Please locate each line in the data below that contains the string "yellow" and copy those lines. Case matters when matching.
** start of Recorded information **
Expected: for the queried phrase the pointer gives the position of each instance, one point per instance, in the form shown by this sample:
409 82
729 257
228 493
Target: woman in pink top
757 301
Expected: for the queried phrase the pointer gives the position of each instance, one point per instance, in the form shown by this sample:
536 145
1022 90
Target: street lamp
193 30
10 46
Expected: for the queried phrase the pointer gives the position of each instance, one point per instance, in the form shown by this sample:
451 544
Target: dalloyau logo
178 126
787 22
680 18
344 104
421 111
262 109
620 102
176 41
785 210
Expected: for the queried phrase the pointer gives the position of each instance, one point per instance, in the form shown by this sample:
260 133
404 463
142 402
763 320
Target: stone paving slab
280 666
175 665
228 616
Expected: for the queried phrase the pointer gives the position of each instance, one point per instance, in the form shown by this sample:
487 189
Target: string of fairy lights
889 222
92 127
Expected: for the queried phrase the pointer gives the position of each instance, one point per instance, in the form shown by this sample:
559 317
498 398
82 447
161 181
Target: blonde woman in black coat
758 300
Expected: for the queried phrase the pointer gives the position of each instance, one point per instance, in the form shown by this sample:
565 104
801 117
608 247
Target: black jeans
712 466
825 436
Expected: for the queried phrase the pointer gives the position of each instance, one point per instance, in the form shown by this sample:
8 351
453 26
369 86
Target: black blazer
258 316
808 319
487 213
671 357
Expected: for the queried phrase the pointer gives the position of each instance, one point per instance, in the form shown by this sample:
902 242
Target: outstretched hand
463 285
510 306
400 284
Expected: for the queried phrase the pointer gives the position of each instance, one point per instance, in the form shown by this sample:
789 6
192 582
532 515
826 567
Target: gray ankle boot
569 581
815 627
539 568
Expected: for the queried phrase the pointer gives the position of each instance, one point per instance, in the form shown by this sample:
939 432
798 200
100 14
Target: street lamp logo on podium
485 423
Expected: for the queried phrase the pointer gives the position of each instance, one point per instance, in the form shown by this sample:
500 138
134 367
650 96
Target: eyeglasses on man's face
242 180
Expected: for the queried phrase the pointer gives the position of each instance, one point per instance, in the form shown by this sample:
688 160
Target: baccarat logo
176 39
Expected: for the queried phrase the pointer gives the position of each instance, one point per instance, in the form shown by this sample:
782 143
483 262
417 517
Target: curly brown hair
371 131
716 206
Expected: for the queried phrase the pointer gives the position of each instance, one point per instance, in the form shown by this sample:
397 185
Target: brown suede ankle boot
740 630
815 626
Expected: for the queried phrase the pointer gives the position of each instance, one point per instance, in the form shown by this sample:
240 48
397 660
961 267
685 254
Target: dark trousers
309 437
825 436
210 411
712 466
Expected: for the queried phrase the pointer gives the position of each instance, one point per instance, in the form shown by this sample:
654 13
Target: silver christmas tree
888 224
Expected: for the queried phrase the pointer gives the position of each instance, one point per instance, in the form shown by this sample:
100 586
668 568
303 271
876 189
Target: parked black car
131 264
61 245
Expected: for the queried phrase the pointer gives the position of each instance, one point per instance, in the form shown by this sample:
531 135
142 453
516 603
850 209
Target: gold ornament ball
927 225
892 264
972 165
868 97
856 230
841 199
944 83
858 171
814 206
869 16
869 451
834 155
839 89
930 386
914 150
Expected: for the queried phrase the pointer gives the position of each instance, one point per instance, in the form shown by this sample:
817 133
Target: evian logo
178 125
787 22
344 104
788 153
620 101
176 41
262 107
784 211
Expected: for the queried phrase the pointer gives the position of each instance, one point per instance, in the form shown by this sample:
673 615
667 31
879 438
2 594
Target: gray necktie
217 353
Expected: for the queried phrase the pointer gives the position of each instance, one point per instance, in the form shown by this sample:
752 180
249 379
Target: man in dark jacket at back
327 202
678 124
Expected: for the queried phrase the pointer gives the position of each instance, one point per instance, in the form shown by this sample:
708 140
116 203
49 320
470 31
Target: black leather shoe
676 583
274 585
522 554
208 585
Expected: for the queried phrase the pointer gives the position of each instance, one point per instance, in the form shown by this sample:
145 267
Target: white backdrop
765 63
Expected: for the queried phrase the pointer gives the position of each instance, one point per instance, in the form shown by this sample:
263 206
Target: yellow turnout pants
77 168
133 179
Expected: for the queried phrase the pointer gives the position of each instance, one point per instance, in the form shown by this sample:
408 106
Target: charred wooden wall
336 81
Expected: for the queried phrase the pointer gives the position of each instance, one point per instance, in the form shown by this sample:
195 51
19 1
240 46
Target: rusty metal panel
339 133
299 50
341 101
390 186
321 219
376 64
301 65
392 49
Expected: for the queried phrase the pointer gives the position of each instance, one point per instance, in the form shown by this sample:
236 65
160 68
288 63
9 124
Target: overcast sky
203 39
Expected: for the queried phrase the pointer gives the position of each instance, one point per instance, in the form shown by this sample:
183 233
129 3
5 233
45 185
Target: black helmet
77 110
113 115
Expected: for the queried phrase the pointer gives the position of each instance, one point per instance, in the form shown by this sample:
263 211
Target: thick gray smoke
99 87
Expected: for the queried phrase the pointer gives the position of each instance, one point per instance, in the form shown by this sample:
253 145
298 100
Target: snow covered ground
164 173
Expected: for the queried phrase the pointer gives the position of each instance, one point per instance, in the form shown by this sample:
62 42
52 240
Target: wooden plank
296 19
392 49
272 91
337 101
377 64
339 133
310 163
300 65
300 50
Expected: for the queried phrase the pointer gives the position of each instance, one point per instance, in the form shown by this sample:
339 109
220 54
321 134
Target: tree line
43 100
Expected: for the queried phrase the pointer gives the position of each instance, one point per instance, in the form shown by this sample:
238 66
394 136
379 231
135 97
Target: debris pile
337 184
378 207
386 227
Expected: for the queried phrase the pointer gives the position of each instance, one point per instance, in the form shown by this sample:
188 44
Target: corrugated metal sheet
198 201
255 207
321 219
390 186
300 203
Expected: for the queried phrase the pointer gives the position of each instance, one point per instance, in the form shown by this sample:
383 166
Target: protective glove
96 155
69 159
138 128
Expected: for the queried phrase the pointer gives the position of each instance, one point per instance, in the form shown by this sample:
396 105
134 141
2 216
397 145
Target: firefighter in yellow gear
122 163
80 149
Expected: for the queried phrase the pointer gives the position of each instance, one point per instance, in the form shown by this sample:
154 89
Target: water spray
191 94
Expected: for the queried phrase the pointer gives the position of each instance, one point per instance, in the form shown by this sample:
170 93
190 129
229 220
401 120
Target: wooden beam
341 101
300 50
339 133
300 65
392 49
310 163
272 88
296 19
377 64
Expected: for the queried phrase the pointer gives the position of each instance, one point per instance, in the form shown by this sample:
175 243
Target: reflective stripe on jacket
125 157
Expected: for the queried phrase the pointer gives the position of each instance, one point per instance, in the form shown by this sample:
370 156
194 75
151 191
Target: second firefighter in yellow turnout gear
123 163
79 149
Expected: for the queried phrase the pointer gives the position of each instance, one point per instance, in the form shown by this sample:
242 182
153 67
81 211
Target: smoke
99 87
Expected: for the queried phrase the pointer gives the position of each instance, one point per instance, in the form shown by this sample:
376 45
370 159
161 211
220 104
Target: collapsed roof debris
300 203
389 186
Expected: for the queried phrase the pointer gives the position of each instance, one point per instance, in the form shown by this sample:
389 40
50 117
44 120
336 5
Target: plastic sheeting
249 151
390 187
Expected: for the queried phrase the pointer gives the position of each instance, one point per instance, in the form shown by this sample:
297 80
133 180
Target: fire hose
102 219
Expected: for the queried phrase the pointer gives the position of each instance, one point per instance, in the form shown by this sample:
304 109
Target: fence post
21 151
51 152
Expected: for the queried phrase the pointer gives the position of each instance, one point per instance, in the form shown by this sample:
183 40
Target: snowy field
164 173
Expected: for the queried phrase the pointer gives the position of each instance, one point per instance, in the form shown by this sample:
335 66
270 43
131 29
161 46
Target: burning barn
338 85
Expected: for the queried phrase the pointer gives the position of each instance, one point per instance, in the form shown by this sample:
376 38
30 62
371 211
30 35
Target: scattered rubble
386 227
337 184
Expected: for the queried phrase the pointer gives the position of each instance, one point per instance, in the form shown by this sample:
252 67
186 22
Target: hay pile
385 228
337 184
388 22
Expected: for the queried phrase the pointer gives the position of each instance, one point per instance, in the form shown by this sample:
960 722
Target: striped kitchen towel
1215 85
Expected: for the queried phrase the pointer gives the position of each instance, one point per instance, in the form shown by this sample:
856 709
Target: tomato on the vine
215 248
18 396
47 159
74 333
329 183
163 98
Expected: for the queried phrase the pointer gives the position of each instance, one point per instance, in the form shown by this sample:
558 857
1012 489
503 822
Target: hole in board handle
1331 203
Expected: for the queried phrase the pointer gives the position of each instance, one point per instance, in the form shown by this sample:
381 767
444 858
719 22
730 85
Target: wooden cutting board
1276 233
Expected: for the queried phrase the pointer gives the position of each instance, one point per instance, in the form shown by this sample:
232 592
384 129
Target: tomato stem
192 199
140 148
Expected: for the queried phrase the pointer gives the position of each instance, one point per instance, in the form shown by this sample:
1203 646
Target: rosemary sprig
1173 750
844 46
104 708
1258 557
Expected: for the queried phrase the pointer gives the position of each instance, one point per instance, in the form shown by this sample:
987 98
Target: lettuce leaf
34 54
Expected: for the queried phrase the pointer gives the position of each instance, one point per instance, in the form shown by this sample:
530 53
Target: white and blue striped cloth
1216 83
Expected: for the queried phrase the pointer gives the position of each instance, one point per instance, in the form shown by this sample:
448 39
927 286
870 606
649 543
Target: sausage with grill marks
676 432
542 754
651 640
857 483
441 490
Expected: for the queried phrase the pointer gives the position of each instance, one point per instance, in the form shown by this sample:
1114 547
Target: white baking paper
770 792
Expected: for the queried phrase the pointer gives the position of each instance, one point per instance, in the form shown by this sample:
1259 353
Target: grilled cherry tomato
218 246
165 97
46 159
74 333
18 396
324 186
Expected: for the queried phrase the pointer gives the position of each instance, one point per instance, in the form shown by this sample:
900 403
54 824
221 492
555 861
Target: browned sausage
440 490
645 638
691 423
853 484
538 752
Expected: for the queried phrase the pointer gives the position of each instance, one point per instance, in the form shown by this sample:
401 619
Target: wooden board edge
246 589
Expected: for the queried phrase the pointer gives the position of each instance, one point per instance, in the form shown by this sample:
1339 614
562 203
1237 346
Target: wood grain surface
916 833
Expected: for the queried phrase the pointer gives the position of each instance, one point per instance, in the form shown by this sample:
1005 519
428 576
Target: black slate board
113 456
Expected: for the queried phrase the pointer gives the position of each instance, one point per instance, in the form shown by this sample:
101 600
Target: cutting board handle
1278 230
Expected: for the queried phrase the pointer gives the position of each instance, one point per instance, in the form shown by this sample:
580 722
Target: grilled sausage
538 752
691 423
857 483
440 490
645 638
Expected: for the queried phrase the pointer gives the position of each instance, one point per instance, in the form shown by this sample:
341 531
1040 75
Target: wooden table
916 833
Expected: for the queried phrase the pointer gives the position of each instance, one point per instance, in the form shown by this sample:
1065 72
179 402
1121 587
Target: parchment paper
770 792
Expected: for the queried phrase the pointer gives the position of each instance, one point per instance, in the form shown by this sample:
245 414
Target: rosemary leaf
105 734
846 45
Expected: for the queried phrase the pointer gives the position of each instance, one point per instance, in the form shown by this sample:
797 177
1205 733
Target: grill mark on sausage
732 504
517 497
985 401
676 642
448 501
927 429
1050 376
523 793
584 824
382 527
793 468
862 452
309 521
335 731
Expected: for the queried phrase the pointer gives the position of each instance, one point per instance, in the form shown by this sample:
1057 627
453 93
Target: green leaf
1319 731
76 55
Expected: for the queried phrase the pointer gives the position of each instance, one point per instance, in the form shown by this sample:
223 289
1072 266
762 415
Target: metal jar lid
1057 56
** end of Recorded information **
- [Complete output]
Target: yellow turnout pants
Target: firefighter in yellow gear
Target: second firefighter in yellow turnout gear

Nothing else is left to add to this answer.